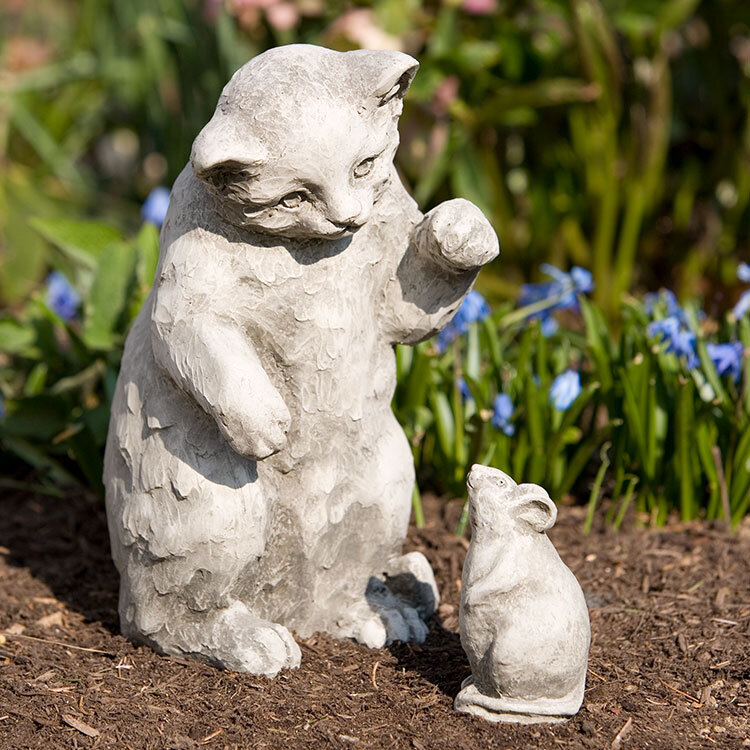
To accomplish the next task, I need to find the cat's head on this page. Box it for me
[190,44,419,239]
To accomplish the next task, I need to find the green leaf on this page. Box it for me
[0,316,36,354]
[0,396,68,441]
[430,388,456,458]
[29,218,122,269]
[83,244,136,349]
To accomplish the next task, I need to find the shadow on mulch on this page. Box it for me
[0,491,119,634]
[0,494,750,750]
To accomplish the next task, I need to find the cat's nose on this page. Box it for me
[329,197,367,227]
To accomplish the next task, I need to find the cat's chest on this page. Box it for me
[233,237,385,358]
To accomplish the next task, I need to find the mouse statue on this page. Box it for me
[455,465,591,724]
[104,45,498,676]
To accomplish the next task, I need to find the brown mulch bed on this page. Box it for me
[0,494,750,750]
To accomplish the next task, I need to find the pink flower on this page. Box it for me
[461,0,497,16]
[266,2,299,31]
[329,8,401,50]
[231,0,279,8]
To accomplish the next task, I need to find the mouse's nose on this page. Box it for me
[466,464,513,490]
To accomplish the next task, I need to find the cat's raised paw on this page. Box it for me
[420,198,499,271]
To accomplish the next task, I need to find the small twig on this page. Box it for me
[711,445,732,531]
[198,727,224,745]
[3,630,115,659]
[659,680,700,705]
[610,716,633,748]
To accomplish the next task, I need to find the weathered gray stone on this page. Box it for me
[104,45,498,675]
[455,465,591,724]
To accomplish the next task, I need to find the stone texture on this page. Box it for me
[104,45,498,675]
[455,465,591,724]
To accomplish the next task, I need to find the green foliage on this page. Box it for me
[0,0,750,310]
[0,213,750,530]
[0,0,750,525]
[394,299,750,530]
[0,220,158,492]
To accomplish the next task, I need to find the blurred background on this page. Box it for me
[0,0,750,531]
[5,0,750,312]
_____
# WHAT YOU SHOULD DO
Copy every row above word for word, leaving out the pictures.

# ANSWER TO THE TASK
To accomplish the next task, I need to find the cat's head on this page. Box it for me
[190,44,419,239]
To accomplish the next task, I need to find the green leaf on this page. Box it for me
[0,316,36,354]
[0,396,68,441]
[430,388,456,458]
[29,218,122,269]
[83,244,136,349]
To accomplish the next task, I need to find the shadow on mulch on this page. Box it for me
[0,491,119,634]
[0,494,750,750]
To accomplish the next task, I need to find the cat's nose on this page. Box it for me
[329,197,367,227]
To accomplish the next task, I need to find the cat's chest on this page. Box it for me
[233,237,385,358]
To accomplish the next task, I need to find the mouse statue on this page. Box it for me
[455,465,591,724]
[104,45,498,676]
To accomplish the next task, I need to find the brown mulch bed on this page. Box it for me
[0,494,750,750]
To accomplish the next task, I need to find the pink flower on this page. Box it for me
[461,0,497,16]
[266,2,299,31]
[329,8,401,50]
[231,0,279,8]
To accomplish the next task, I need to find the mouse's nose on this page. Box it for me
[466,464,513,490]
To accomplish the next task, I need to find the cat's raised paw on this page. Box it for me
[420,198,499,271]
To accomplish the next task, I need to find the small twig on this page. Box it for me
[711,445,732,531]
[198,727,224,745]
[3,630,115,659]
[659,680,700,705]
[610,716,633,748]
To accomplish the next task, I need to find the weathered gray stone on this page. Box it for me
[104,45,498,675]
[455,465,591,724]
To accomplish the next task, I need to find the stone texture on this page. Box it for me
[104,45,498,675]
[455,465,591,724]
To accomplish the next task, I need to find the green foliage on this page. Box it for me
[0,0,750,310]
[0,213,750,530]
[0,0,750,525]
[394,299,750,530]
[0,220,158,492]
To accomplish the next task, I need to find the blurred background on this page. Box it for me
[0,0,750,531]
[5,0,750,312]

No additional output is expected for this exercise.